--- begin STORED RECORDS ---

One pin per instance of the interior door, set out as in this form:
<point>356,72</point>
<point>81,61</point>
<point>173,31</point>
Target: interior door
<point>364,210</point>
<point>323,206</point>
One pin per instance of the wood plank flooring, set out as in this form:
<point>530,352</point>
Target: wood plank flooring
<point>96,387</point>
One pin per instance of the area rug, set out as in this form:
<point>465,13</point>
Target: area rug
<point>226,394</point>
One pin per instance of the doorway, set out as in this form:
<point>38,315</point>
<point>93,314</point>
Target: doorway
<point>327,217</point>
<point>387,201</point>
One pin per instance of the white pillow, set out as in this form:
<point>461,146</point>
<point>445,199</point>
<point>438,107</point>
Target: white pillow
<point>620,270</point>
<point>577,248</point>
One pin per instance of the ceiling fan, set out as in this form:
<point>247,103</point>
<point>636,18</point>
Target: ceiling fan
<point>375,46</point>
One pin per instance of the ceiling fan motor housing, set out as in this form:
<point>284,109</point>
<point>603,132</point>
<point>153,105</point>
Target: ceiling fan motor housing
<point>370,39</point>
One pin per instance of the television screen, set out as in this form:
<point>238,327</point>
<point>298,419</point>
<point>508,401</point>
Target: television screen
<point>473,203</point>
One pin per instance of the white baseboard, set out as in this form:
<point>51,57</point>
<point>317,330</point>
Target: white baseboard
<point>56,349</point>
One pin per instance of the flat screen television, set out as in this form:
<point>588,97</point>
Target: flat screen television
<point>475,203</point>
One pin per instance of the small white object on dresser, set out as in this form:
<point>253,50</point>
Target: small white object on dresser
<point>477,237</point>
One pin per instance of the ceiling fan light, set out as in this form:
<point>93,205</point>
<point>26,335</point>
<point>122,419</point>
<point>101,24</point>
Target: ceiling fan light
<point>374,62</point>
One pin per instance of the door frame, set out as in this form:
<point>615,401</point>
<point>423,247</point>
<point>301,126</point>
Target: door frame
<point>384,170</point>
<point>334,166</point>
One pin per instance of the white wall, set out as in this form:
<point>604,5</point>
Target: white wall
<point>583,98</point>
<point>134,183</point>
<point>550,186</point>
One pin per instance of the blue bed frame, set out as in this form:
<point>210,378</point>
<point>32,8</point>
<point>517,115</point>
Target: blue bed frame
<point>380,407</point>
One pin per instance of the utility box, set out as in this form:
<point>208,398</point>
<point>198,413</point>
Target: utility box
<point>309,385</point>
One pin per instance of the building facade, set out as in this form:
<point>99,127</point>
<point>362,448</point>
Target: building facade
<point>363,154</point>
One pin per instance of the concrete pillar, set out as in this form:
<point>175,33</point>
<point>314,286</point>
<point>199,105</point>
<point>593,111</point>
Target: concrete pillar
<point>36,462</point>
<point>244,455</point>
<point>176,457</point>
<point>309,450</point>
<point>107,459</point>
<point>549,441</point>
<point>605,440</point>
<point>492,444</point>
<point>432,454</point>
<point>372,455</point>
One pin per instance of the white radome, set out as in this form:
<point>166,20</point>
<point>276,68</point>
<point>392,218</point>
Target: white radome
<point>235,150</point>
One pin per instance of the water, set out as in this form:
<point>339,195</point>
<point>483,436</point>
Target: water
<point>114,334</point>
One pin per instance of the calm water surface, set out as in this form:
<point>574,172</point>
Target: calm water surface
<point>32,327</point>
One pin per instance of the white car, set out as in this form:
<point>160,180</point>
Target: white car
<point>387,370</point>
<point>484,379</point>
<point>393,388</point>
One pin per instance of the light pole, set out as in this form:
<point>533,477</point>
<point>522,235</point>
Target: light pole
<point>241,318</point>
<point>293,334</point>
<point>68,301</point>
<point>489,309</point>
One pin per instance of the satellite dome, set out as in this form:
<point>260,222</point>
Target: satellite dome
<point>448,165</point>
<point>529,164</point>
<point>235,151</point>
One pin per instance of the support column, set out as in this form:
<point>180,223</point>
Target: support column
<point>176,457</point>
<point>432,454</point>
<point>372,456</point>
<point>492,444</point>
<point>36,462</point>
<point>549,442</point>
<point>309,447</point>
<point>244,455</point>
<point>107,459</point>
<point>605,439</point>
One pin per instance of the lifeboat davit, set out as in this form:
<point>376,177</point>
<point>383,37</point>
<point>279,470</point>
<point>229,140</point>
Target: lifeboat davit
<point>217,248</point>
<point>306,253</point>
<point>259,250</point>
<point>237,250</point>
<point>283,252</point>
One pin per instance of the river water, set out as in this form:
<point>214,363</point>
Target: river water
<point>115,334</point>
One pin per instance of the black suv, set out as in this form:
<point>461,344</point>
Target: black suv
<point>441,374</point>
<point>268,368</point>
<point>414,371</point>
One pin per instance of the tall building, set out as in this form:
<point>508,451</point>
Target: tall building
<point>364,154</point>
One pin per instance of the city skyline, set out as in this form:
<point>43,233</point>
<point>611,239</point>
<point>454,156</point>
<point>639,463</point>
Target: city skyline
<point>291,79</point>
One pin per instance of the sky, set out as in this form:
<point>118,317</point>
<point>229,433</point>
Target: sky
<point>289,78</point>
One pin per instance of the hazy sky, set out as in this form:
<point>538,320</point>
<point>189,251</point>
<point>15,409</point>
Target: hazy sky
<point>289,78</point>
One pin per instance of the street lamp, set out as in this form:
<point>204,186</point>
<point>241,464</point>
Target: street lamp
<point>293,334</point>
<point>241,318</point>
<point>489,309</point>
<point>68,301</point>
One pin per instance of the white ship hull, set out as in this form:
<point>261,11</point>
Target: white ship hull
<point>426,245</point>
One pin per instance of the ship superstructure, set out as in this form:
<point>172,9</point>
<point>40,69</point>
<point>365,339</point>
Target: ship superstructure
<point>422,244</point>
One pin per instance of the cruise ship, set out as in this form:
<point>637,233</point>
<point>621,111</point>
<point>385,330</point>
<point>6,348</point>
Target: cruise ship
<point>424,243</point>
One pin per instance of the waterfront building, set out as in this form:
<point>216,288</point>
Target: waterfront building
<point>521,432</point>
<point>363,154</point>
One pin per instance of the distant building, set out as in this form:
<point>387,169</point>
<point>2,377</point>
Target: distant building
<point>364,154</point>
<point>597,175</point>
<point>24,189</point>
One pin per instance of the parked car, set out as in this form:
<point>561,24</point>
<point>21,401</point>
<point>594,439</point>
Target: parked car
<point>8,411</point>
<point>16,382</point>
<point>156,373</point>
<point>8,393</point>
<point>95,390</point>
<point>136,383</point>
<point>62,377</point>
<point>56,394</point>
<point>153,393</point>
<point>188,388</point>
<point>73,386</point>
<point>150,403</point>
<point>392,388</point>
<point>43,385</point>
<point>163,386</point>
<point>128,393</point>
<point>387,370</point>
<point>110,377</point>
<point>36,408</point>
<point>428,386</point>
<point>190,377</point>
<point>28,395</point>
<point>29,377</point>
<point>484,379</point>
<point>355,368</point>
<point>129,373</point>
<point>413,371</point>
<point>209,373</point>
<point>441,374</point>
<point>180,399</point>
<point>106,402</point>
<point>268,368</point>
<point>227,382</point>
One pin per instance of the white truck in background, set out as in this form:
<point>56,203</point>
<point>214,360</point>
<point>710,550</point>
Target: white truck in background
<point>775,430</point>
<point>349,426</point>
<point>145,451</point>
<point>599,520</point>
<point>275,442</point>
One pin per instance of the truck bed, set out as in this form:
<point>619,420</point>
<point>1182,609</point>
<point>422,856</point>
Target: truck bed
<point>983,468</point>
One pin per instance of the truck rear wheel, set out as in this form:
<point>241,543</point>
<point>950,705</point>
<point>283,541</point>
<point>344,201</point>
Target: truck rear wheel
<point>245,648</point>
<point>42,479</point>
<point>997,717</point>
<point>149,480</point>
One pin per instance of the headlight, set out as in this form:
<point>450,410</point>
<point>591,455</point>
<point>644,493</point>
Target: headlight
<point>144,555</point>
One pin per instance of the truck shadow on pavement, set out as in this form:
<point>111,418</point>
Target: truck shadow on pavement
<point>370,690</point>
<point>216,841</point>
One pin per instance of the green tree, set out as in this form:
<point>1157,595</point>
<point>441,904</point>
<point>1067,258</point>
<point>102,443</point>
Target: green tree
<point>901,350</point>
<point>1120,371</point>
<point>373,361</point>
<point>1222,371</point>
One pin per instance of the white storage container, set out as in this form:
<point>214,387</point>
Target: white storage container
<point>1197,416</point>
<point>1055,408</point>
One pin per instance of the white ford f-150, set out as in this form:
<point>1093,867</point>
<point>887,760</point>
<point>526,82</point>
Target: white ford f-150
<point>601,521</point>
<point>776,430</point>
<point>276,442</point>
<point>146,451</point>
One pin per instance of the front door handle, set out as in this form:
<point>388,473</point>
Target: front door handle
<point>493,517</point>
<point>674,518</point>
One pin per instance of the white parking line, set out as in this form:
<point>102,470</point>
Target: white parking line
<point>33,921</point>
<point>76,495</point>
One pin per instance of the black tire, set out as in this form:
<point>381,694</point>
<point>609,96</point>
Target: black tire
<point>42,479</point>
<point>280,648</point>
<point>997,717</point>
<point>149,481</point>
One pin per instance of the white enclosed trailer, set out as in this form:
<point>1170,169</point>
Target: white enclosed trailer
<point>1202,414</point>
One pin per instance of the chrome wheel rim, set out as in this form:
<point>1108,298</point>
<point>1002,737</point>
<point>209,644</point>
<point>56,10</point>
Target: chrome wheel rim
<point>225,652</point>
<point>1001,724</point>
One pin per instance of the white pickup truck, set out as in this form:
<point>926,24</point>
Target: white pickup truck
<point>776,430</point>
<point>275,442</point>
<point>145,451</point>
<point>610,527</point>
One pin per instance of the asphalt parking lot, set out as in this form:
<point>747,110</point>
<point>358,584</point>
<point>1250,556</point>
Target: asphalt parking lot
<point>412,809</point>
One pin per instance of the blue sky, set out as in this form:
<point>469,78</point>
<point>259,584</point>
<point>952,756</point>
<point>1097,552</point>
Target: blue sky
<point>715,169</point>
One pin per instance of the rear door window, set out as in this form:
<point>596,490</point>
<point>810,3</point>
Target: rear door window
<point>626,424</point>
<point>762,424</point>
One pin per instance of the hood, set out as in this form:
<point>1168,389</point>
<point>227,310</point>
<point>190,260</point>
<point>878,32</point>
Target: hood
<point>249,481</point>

--- end STORED RECORDS ---

Duplicate the records from their first line through the line containing "<point>387,201</point>", including both of those lines.

- **EXERCISE ANSWER**
One pin per instance of the interior door, set out as in this form:
<point>356,72</point>
<point>81,61</point>
<point>173,31</point>
Target: interior door
<point>364,210</point>
<point>323,206</point>
One pin per instance of the wood plank flooring, set out as in this form:
<point>530,352</point>
Target: wood plank flooring
<point>96,387</point>
One pin per instance of the area rug, set out as in this form:
<point>465,13</point>
Target: area rug
<point>226,394</point>
One pin per instance of the doorway, set out as in this form:
<point>38,315</point>
<point>93,314</point>
Target: doorway
<point>327,217</point>
<point>387,201</point>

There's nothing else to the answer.